Elasticacheのレプリケーショングループ(Redis)で複数AZへの分散配置を「維持」できるようになりました

レプリケーショングループに対して、MultiAZEnabledという属性を付与できるようになりました。 この属性の意味を解説します。
2020.07.02

中山です。

今日は、Elasticacheのレプリケーショングループ(Redis)で複数AZへの分散配置を「維持」できるようになった件をまとめてみました。

これまでの課題

これまでもElasticache(Redis)ではノードを複数のAZに分散して配置することはできました。 具体的には、SubnetGroupに異なるAZのSubnetを設定した上でReplicasPerNodeGroupに1以上を設定したり、手動でノードを追加する際にPrimaryのAZと異なるAZを指定することで分散配置することができました。

しかし、手動でノードを削除するなどして単一のAZにノードが偏る可能性を排除できていませんでした。 ただし、パフォーマンス要件を考慮して意図的に寄せる場合は、また別の話です。

新しい機能

今回追加されたMultiAZEnabledという属性を有効化することで、Node Groupに含まれるノードが特定のAZに偏ることを防止することができます。 挙動としては、EC2 InstanceやCloudFormation StackのDeletion Protectionのような機能をイメージして頂けると分かりやすいのではないでしょうか。

Minimizing Downtime in ElastiCache for Redis with Multi-AZ

ちなみに、Elasticache(Redis)をすでにご利用の方は今回の仕様変更をPersonal Health Dashboardなどを通じて認識されているのではないかと思います。
★ ★ ★ ★ ★
*依頼文 1*
上にあるElastiCacheのMultiAZEnabledについての文章を、全部そのまま抜き出してください。
★ ★ ★ ★ ★
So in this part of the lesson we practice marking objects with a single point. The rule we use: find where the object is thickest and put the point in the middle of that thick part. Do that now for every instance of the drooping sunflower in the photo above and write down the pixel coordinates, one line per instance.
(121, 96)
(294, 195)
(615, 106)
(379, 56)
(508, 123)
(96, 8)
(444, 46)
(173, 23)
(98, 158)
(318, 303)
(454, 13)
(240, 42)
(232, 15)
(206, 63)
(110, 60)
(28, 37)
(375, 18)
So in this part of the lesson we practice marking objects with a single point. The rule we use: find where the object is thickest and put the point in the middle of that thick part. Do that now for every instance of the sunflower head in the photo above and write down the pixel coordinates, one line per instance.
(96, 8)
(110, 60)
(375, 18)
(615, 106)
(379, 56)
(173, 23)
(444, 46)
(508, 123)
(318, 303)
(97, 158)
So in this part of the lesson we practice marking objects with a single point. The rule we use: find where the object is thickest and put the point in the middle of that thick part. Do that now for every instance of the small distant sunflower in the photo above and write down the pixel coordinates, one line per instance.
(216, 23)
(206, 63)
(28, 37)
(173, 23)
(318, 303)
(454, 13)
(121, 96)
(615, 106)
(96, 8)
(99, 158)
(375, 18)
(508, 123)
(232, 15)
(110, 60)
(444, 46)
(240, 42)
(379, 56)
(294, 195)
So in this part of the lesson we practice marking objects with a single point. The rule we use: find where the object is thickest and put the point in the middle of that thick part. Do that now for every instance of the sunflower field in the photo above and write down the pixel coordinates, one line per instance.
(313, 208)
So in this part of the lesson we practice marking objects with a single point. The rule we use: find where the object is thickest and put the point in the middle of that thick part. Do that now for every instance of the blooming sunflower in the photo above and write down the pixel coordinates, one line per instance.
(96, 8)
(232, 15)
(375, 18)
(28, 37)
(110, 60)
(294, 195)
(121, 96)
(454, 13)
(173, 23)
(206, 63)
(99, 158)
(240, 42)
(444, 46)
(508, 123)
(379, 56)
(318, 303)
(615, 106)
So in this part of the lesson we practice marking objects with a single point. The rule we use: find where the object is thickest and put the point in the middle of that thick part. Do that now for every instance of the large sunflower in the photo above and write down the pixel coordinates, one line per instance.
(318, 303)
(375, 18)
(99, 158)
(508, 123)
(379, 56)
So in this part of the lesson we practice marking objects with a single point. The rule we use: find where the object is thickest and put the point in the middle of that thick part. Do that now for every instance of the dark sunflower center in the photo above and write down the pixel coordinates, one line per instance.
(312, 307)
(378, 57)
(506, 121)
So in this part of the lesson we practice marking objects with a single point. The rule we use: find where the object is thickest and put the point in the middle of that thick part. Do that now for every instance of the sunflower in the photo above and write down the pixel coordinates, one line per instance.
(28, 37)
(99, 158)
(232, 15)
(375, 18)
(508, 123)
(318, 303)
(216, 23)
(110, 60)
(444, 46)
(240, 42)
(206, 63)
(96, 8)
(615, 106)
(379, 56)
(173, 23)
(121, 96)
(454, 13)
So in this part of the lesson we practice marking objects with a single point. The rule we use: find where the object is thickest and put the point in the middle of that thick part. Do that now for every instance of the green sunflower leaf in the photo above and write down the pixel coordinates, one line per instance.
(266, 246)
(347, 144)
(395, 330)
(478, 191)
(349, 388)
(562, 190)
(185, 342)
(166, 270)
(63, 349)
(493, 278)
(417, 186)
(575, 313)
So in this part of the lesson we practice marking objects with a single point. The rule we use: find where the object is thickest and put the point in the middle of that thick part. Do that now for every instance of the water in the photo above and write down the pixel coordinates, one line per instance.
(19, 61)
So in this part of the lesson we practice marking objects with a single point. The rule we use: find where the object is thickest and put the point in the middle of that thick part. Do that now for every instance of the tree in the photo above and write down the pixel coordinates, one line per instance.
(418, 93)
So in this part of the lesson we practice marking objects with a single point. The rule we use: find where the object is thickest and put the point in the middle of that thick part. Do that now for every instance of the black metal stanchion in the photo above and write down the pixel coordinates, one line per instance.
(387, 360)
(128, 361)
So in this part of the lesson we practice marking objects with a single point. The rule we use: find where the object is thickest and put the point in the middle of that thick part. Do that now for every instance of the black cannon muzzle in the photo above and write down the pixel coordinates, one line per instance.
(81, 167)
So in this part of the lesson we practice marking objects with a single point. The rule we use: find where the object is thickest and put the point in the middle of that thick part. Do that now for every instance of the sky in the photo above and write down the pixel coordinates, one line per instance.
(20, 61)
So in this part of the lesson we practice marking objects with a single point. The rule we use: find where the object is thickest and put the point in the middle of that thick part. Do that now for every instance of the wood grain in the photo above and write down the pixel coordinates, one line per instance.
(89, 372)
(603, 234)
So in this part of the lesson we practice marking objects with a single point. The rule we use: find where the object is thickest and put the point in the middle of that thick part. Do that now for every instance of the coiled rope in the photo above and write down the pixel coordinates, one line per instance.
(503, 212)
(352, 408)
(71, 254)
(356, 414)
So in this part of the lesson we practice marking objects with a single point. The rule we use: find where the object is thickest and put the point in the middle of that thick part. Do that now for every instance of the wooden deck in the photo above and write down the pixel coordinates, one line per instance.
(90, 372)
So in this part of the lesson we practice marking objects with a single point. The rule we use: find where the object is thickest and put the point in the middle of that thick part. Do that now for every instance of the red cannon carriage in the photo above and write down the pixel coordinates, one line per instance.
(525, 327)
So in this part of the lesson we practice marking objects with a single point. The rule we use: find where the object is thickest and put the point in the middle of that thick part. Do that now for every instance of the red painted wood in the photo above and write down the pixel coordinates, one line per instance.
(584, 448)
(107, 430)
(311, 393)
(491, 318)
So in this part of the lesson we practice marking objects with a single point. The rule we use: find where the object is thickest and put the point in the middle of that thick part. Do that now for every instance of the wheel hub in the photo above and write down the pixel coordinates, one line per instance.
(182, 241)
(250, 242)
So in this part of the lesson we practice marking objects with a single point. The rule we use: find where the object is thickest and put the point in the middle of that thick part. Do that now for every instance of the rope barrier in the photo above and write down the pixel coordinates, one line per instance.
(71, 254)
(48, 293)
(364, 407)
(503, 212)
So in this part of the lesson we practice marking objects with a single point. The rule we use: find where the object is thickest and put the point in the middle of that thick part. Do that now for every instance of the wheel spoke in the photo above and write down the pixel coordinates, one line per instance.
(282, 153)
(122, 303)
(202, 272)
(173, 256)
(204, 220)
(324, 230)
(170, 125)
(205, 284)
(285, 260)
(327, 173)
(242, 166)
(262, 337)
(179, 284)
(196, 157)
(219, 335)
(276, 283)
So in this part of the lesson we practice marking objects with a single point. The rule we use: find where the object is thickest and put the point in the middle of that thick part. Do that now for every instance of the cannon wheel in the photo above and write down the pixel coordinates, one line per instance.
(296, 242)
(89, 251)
★ ★ ★ ★ ★
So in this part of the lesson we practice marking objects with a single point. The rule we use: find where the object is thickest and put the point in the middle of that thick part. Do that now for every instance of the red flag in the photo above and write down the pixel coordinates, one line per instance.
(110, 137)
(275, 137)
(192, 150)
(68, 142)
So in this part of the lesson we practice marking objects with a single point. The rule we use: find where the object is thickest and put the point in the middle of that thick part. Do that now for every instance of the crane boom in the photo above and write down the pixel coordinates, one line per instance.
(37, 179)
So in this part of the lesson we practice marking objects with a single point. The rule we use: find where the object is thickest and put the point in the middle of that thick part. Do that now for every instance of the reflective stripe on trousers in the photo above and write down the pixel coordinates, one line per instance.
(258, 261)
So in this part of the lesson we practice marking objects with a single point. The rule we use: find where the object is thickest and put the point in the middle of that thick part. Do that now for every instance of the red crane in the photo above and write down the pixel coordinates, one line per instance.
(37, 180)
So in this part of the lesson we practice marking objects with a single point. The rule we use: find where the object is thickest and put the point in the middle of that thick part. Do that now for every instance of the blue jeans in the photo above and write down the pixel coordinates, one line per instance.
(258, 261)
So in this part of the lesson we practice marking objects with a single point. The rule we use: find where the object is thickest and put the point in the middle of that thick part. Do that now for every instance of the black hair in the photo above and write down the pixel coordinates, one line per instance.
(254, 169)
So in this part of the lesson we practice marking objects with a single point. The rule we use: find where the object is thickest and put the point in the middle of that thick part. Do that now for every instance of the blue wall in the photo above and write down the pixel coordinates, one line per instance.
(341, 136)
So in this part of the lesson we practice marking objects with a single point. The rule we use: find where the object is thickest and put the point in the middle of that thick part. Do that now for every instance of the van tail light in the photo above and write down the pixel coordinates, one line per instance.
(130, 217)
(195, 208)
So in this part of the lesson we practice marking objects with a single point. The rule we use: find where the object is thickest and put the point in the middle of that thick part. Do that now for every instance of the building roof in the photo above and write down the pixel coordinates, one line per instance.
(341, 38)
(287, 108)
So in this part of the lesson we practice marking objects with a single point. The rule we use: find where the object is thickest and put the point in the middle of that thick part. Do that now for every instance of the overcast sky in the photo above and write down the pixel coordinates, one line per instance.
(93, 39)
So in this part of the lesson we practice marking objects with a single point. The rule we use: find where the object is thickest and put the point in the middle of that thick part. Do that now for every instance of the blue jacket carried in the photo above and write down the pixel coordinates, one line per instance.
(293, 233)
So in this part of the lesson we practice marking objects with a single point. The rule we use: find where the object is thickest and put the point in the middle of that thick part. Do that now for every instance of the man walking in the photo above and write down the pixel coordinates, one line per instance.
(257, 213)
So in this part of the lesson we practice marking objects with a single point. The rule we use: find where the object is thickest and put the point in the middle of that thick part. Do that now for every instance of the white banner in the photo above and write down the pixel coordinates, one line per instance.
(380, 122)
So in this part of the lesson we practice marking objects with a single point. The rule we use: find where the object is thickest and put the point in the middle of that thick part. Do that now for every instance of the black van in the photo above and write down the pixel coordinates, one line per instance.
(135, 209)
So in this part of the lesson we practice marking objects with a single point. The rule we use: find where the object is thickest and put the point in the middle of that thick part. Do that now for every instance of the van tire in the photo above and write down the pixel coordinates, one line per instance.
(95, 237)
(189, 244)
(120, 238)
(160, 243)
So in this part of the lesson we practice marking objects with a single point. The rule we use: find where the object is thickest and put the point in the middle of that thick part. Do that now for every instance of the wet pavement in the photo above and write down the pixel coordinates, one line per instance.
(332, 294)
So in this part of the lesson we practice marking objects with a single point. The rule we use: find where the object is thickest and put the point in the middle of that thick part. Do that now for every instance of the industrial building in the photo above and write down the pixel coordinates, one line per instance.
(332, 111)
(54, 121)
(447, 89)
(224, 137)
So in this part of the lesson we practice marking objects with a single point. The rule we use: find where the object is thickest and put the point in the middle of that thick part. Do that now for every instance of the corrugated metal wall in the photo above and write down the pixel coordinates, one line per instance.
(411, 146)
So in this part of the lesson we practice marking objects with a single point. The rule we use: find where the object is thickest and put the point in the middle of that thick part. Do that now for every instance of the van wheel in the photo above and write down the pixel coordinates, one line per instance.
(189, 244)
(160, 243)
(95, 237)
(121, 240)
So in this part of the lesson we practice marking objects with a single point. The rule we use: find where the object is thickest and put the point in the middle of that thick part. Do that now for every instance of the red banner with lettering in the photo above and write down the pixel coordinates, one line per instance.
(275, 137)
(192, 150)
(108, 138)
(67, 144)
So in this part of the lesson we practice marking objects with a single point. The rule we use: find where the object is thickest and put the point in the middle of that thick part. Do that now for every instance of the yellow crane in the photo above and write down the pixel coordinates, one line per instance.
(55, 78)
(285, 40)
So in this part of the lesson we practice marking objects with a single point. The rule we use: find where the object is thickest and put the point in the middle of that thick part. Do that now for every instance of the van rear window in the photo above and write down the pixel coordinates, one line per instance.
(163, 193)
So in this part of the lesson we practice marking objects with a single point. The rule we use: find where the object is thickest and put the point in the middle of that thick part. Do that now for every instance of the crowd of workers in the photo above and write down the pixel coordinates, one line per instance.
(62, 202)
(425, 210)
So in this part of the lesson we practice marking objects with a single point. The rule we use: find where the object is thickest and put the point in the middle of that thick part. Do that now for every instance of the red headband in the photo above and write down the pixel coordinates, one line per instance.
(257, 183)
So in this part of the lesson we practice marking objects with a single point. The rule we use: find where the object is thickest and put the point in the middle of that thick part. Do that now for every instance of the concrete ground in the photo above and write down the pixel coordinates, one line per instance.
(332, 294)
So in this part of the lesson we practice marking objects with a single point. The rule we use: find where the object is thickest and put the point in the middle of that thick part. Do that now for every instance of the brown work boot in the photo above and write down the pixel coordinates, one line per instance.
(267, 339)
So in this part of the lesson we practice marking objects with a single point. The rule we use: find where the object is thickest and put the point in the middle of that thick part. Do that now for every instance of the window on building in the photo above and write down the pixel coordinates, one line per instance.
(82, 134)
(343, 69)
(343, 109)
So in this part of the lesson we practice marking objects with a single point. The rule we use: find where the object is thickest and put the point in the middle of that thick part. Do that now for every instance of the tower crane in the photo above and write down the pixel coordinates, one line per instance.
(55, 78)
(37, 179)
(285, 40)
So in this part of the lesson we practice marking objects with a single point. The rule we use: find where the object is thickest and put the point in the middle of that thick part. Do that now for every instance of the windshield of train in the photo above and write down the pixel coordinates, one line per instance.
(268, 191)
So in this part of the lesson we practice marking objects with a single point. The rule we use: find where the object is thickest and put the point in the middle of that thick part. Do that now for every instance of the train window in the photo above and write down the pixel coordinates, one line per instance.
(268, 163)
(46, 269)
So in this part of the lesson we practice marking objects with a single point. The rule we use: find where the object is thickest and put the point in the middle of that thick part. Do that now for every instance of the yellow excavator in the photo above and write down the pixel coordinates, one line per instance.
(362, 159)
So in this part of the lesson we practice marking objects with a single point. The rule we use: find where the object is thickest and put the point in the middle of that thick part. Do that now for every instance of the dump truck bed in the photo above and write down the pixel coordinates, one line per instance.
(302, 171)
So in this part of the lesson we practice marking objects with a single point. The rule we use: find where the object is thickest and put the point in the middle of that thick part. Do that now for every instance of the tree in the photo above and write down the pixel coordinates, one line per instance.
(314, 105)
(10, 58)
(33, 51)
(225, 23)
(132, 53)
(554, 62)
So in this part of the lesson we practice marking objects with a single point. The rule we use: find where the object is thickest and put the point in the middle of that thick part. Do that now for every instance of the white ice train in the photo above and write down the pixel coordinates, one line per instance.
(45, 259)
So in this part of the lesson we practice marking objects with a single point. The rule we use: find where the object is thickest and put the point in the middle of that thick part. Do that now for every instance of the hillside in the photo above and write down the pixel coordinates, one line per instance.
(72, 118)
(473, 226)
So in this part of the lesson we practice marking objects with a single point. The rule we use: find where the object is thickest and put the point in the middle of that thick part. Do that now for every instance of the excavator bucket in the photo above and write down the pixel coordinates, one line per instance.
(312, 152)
★ ★ ★ ★ ★
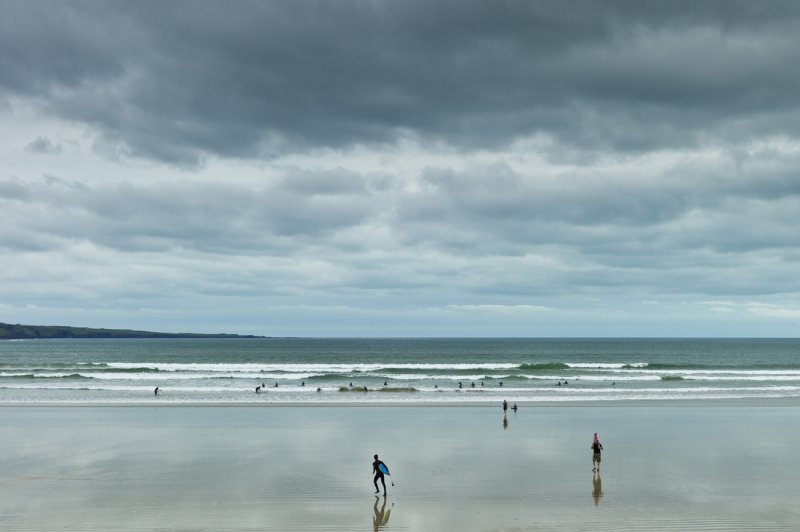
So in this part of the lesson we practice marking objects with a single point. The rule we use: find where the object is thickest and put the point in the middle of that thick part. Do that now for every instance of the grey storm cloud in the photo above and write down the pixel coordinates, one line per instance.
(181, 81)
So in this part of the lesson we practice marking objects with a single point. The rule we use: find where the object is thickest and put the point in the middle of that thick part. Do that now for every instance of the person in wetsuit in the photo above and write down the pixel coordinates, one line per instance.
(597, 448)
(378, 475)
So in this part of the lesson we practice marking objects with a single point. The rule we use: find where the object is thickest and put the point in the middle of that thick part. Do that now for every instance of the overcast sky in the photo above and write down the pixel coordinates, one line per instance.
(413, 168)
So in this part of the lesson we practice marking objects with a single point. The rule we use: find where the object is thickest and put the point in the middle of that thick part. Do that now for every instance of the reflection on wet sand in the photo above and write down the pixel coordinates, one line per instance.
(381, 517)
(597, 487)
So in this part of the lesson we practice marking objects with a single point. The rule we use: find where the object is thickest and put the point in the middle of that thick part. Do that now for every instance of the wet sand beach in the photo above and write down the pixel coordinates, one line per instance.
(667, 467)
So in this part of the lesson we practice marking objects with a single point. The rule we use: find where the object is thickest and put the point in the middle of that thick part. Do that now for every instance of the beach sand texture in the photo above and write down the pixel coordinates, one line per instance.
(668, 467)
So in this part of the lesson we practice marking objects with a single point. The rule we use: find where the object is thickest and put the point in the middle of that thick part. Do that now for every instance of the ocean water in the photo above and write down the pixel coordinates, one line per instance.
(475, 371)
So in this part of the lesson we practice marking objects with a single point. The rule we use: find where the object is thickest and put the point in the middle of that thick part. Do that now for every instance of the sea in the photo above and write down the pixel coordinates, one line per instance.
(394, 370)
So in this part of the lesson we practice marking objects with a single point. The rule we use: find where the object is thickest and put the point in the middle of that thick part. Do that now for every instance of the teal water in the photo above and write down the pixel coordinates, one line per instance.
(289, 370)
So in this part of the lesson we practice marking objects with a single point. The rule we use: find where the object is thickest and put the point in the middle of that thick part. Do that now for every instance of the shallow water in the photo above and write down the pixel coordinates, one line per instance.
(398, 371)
★ ★ ★ ★ ★
*依頼文 2*
上の行のうち、「crane」という語を含む行はいくつありますか。数だけ答えてください。

*完全な解答 1*
Elasticacheのレプリケーショングループ(Redis)で複数AZへの分散配置を「維持」できるようになりました

レプリケーショングループに対して、MultiAZEnabledという属性を付与できるようになりました。 この属性の意味を解説します。
2020.07.02

中山です。

今日は、Elasticacheのレプリケーショングループ(Redis)で複数AZへの分散配置を「維持」できるようになった件をまとめてみました。

これまでの課題

これまでもElasticache(Redis)ではノードを複数のAZに分散して配置することはできました。 具体的には、SubnetGroupに異なるAZのSubnetを設定した上でReplicasPerNodeGroupに1以上を設定したり、手動でノードを追加する際にPrimaryのAZと異なるAZを指定することで分散配置することができました。

しかし、手動でノードを削除するなどして単一のAZにノードが偏る可能性を排除できていませんでした。 ただし、パフォーマンス要件を考慮して意図的に寄せる場合は、また別の話です。

新しい機能

今回追加されたMultiAZEnabledという属性を有効化することで、Node Groupに含まれるノードが特定のAZに偏ることを防止することができます。 挙動としては、EC2 InstanceやCloudFormation StackのDeletion Protectionのような機能をイメージして頂けると分かりやすいのではないでしょうか。

Minimizing Downtime in ElastiCache for Redis with Multi-AZ

ちなみに、Elasticache(Redis)をすでにご利用の方は今回の仕様変更をPersonal Health Dashboardなどを通じて認識されているのではないかと思います。

*完全な解答 2*
4